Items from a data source
****************

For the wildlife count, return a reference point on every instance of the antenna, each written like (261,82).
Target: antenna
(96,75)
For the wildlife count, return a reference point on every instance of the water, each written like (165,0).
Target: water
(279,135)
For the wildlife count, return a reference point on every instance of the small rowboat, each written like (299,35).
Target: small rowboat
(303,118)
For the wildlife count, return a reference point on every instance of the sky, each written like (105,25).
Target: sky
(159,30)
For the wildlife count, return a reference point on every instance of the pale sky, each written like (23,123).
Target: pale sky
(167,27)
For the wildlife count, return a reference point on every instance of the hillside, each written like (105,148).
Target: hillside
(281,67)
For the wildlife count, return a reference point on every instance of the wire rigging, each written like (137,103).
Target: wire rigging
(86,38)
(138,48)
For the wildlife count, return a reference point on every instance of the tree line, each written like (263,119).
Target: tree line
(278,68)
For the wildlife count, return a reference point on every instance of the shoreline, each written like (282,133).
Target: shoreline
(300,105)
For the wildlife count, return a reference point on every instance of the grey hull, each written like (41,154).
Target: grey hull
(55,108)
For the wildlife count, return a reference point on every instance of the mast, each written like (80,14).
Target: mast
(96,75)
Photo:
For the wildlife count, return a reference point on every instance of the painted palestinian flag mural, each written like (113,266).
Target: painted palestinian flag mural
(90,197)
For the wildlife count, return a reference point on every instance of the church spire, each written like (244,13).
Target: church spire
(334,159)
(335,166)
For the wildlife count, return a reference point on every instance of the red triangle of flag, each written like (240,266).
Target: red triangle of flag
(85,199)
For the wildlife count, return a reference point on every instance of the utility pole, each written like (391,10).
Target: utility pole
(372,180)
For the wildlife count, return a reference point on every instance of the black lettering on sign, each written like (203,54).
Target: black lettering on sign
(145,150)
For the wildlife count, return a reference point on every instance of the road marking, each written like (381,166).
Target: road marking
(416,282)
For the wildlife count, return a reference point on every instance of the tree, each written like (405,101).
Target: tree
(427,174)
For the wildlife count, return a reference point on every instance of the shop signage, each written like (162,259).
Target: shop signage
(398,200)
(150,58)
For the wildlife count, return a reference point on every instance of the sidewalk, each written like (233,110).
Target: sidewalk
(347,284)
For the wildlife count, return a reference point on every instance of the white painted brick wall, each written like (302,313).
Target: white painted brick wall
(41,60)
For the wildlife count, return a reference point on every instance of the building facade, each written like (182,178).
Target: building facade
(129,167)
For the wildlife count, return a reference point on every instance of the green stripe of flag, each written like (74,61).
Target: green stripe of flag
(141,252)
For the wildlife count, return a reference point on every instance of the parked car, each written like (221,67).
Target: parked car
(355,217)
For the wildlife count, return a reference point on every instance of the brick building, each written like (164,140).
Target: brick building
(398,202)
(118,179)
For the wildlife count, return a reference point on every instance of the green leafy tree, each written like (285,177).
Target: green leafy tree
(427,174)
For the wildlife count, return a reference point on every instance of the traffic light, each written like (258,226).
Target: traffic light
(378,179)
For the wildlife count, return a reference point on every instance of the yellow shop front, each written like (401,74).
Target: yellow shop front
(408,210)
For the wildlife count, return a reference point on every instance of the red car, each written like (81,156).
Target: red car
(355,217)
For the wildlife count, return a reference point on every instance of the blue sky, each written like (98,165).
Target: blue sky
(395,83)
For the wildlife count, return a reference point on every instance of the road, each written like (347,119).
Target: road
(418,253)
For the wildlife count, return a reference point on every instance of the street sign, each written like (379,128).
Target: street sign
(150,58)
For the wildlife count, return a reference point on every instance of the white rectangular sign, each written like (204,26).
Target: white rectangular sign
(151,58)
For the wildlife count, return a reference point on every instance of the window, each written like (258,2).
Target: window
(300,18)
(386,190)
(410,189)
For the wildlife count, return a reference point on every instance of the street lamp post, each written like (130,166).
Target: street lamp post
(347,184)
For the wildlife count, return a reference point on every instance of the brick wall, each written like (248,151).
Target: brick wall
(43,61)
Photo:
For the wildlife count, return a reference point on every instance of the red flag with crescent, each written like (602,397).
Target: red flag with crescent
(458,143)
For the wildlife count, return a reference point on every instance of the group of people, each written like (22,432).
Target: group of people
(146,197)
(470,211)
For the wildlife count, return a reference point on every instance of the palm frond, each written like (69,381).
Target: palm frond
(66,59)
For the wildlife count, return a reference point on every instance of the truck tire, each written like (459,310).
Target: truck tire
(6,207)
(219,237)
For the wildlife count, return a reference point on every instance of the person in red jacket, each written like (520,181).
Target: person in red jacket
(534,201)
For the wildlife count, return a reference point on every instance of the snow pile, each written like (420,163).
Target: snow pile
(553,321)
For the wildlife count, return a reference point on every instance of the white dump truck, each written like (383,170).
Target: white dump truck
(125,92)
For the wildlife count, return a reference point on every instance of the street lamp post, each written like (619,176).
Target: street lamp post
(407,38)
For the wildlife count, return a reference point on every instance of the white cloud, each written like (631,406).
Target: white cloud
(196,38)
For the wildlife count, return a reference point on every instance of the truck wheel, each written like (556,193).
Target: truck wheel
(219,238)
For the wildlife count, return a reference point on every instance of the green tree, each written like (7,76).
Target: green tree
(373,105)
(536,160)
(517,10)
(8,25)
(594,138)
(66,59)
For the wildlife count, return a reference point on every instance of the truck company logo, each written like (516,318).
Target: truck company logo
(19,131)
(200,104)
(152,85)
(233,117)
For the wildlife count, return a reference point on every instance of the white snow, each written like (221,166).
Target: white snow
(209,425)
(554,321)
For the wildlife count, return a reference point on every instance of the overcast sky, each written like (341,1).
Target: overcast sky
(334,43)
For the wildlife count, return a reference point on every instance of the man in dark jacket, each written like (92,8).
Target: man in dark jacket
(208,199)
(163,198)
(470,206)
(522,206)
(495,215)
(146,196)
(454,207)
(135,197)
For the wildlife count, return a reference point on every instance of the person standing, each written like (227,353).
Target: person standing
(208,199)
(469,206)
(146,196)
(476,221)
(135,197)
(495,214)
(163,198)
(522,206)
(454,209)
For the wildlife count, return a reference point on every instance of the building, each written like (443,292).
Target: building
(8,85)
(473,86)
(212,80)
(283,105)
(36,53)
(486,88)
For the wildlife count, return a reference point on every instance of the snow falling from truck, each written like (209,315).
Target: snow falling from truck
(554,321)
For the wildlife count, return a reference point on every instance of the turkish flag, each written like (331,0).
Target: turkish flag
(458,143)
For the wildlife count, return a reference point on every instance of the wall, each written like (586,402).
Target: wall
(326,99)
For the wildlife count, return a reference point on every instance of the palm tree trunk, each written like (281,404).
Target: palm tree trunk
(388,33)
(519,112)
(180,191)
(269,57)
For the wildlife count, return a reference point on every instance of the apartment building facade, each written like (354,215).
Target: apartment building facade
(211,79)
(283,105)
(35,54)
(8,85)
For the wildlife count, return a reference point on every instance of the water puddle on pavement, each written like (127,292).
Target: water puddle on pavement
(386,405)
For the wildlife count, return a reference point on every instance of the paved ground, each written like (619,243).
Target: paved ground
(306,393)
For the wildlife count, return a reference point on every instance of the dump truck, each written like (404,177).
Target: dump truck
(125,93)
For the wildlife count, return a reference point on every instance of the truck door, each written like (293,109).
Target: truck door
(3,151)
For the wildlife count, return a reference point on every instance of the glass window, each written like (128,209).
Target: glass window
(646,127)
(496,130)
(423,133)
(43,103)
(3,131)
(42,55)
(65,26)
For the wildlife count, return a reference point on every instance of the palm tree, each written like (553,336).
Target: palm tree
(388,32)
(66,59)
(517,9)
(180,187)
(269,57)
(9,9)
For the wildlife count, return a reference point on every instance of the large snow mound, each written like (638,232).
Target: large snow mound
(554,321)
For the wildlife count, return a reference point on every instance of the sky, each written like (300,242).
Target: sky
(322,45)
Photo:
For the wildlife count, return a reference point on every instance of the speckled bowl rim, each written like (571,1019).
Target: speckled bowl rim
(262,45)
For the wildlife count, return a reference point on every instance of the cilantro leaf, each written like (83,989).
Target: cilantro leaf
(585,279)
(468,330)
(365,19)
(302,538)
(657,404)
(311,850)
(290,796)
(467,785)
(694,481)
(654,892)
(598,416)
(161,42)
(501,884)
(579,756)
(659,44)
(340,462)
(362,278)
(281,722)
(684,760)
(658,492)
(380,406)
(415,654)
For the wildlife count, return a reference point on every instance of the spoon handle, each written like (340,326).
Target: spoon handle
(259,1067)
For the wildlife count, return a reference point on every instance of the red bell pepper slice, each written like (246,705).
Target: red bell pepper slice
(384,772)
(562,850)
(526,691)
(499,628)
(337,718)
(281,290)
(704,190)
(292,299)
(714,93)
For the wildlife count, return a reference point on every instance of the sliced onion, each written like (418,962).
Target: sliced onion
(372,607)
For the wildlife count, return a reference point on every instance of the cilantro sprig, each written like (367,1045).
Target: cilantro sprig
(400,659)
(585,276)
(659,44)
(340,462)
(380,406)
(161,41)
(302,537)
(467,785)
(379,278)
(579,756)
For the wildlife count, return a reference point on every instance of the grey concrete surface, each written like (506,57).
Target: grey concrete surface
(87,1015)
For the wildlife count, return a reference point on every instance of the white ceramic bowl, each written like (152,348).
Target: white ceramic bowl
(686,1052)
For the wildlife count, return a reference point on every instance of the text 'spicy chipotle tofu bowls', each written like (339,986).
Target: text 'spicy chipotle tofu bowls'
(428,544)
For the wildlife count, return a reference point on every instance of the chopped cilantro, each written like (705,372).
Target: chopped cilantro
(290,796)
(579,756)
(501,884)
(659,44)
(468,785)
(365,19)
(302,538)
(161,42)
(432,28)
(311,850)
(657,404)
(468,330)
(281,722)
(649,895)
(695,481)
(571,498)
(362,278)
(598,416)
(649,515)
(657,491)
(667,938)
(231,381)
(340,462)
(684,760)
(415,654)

****************

**What to do:** Look back at the entries above. Retype the line with "Target: water puddle on pavement", the line with "written like (404,177).", and all lines in between.

**Solution below:**
Target: water puddle on pavement
(386,405)
For the wildlife count, return a reference point on every instance of the paved ground, each written like (619,243).
Target: paved ground
(306,393)
For the wildlife count, return a reference point on every instance of the dump truck, each written like (404,177).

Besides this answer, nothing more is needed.